# Saved entries
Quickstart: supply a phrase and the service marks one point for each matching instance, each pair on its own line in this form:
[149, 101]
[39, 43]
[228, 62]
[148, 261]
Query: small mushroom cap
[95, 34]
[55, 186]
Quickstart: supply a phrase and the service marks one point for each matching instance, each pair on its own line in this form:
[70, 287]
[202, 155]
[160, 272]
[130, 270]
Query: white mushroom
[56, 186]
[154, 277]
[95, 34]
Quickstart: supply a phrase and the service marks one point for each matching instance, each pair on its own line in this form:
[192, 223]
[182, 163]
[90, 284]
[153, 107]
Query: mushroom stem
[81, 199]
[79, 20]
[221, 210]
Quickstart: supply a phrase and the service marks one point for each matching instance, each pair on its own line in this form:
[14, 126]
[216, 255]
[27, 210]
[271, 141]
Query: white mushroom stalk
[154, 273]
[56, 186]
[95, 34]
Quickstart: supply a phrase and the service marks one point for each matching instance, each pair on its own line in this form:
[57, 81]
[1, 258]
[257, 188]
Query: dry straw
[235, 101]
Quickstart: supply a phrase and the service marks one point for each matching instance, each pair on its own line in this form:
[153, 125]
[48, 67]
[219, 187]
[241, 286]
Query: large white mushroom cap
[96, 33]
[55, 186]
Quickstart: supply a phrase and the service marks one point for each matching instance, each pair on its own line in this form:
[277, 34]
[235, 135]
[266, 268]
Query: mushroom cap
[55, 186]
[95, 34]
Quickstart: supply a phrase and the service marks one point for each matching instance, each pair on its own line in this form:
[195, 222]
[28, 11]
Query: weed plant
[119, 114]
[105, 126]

# The exercise
Go through the listing above and restate it word for word.

# Output
Quickstart: supply a phrase and the service marks one point for each matching instance, each pair on its own line in this form:
[149, 101]
[39, 43]
[228, 62]
[148, 261]
Query: small mushroom cap
[95, 34]
[55, 186]
Quickstart: supply a phrase and the service marks one point for each matching instance, each pair on its own line in this form:
[70, 287]
[202, 155]
[160, 272]
[130, 270]
Query: white mushroom
[56, 186]
[154, 277]
[95, 34]
Quickstart: supply a phrase and the service marks one point for each matching instance, each pair on its own line in this form:
[192, 223]
[182, 163]
[90, 284]
[153, 107]
Query: mushroom stem
[81, 199]
[79, 20]
[221, 210]
Quickstart: supply a phrase and the service marks one point for each matching instance, each pair on its own line in this form:
[14, 126]
[216, 255]
[27, 210]
[271, 141]
Query: white mushroom stalk
[154, 273]
[56, 186]
[95, 34]
Quickstart: supply a phrase and the service marks one point for each matching instance, each pair on its own line in this form:
[57, 81]
[1, 258]
[257, 188]
Query: dry straw
[235, 101]
Quickstart: supply a phrase and the service marks one point for each matching instance, each pair on its own line in this form:
[153, 125]
[48, 67]
[219, 187]
[241, 286]
Query: large white mushroom cap
[96, 33]
[55, 186]
Quickstart: supply a phrase and the service marks one point for each matching instance, each pair on its own line in this form:
[277, 34]
[235, 135]
[266, 268]
Query: mushroom cap
[55, 186]
[95, 34]
Quickstart: supply a phrase and the service marks one point for each matching instance, each pair on its own line in this form:
[195, 222]
[28, 11]
Query: weed plant
[119, 114]
[105, 126]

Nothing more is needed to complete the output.